## Task brief:
Copy the data from the line containing "of the clock" through the line containing "x=215 y=386", both included, swapping "costume" for "outfit" and changing nothing else.

▽

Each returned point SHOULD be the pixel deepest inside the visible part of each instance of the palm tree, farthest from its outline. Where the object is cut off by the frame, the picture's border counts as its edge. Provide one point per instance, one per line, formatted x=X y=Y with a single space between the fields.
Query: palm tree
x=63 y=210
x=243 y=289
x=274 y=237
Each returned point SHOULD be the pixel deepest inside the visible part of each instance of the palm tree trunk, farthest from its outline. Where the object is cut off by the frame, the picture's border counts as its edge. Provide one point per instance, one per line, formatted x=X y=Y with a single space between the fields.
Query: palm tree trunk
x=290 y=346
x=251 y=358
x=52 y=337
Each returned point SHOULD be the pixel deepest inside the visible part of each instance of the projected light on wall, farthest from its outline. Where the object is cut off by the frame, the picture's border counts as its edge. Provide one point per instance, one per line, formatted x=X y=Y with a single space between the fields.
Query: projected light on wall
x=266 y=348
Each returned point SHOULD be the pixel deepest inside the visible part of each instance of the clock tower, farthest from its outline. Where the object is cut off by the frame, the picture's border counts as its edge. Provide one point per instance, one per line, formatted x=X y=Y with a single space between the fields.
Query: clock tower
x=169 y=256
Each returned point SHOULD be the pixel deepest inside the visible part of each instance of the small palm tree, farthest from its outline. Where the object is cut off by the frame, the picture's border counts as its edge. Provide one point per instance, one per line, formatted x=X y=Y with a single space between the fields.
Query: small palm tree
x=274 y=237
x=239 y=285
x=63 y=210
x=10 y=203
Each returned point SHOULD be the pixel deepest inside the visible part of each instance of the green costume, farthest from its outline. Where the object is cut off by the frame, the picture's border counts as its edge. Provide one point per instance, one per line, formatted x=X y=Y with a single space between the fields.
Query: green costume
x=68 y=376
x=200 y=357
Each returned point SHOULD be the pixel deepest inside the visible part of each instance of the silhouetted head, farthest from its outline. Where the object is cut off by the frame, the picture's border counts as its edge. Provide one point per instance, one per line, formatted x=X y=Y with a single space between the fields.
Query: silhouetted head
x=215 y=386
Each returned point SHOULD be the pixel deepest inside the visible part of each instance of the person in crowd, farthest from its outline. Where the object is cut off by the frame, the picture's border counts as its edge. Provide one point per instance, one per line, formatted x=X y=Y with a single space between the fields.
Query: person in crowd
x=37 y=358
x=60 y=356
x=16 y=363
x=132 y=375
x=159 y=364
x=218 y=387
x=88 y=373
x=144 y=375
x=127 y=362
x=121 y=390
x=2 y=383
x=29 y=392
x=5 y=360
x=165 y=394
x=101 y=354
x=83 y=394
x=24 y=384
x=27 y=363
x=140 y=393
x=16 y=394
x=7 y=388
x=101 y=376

△

## Result of the exercise:
Each returned point SHOULD be the pixel deepest inside the visible part of each instance of the clock tower, farthest from its outline. Where the object is cut off by the frame, the picture's border counts as its edge. Provide one point per instance, one per line, formatted x=X y=Y with a single space between the fields.
Query: clock tower
x=169 y=256
Each returned point SHOULD be the pixel deepest inside the visible part of each instance of the small palm tree, farthest from its outline. Where the object is cut off by the frame, the picture's border counts as its edge. Provide one point per instance, one per line, formatted x=X y=Y with a single space between the fields.
Query: small palm tree
x=274 y=237
x=239 y=285
x=63 y=210
x=10 y=203
Each returned point SHOULD be the pixel deepest inside the visible part of each instance of the green outfit, farthest from its outline. Where the object is cut off by the frame, the picture's border counts as its edge. Provide one point per instance, one per line, formatted x=X y=Y with a single space between the fields.
Query: green outfit
x=68 y=376
x=200 y=357
Each returned point SHOULD be the pixel deepest inside the visible part of each instance of the silhouetted head, farthest from its outline. Where the object is cut off by the frame, the picture's border counts as its edge. Provide one point per instance, one per line, formatted x=X y=Y with a single space between the fields.
Query: silhouetted head
x=215 y=386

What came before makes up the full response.